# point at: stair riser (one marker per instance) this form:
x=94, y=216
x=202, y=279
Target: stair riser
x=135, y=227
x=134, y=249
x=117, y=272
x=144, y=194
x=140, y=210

_Exercise directions_.
Set down the entries again exactly as they are.

_Solution to this exercise_.
# point at: stair riser (one marker per instance) this form:
x=94, y=216
x=202, y=279
Target: stair riser
x=135, y=227
x=134, y=249
x=117, y=272
x=144, y=194
x=140, y=210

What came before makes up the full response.